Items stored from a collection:
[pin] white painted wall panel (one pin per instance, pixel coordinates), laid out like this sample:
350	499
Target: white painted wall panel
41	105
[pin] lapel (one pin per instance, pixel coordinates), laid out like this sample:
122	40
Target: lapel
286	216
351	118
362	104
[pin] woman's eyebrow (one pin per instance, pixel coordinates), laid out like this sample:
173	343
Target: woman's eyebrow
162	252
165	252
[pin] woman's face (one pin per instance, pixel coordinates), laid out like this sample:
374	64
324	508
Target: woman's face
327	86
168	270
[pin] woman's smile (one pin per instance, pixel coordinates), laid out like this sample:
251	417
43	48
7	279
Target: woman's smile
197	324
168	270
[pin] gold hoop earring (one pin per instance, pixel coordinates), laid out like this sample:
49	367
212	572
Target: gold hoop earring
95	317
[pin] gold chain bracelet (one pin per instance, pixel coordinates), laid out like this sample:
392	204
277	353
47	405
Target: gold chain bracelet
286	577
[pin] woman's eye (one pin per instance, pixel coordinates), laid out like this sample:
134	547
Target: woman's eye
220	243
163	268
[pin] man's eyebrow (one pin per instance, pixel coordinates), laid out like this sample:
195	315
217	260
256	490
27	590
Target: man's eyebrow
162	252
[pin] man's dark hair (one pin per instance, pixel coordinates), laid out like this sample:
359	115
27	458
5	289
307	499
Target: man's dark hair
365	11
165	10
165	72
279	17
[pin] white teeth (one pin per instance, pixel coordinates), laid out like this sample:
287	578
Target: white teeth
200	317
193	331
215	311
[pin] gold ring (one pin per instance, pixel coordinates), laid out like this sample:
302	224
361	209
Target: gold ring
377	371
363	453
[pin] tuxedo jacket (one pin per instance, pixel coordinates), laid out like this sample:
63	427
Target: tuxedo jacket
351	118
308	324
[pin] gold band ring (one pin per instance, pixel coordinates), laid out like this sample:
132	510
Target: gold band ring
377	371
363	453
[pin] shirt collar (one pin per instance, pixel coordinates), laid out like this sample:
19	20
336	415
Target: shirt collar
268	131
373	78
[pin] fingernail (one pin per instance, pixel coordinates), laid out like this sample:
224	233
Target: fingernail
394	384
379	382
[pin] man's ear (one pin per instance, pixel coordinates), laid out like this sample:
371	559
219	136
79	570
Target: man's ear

_Request_: Print out every line of the listing above in full, with no changes.

_Exercise answer_:
[pin] white painted wall panel (one pin per instance, pixel coordinates), laid out like this sample:
350	499
Target: white painted wall panel
41	105
[pin] lapel (one pin per instance, pixel coordinates), laid out like this sample:
122	40
Target: lapel
286	216
351	118
362	104
[pin] woman's eyebrow (one pin per instance, pixel coordinates), laid out like this sample:
173	343
Target: woman's eyebrow
162	252
165	252
[pin] woman's face (one pin per instance, pixel coordinates), laid out like this sample:
374	64
324	508
Target: woman's face
327	86
168	270
[pin] woman's smile (one pin per instance, pixel coordinates), laid out like this sample:
251	417
43	48
7	279
Target: woman's smile
197	324
168	270
[pin] gold hoop earring (one pin per instance, pixel coordinates), laid out like this sample:
49	367
212	572
Target: gold hoop earring
95	317
[pin] gold chain bracelet (one pin per instance, pixel coordinates), laid out like this sample:
392	204
277	353
47	405
Target: gold chain bracelet
286	577
[pin] woman's eye (one pin per instance, pixel coordinates), laid out like this sample:
134	547
Target: woman's eye
220	243
163	268
[pin] man's eyebrow (one pin per instance, pixel coordinates), laid out like this sample:
195	315
217	260
256	490
27	590
Target: man's eyebrow
162	252
[pin] man's dark hair (one pin per instance, pixel coordinates), laid out like this sample:
359	115
27	458
5	289
307	499
Target: man's dark hair
365	11
165	10
165	72
279	17
[pin] white teeth (one pin per instance, pixel coordinates), laid out like this sample:
287	578
Target: white teeth
200	317
193	331
215	311
[pin] gold ring (one pin per instance, pixel coordinates), laid out like this sample:
302	224
361	209
Target: gold ring
377	371
363	453
[pin] tuxedo jacket (one pin per instance, pixel coordinates), laid out like this sample:
63	427
Target: tuxedo jacket
351	118
308	324
[pin] gold band ring (one pin per instance, pixel coordinates), laid out like this sample:
132	510
Target: gold band ring
377	371
363	453
[pin] shirt collar (one pin per instance, pixel coordinates), laid out like this sample:
19	20
336	415
Target: shirt collar
268	131
373	78
[pin] fingernail (one pin per instance, pixel coordinates), laid out like this sample:
224	233
Target: fingernail
394	384
379	382
[pin] man's ear (one pin per instance, pixel coordinates), laid out like this sample:
371	559
219	136
79	570
Target: man's ear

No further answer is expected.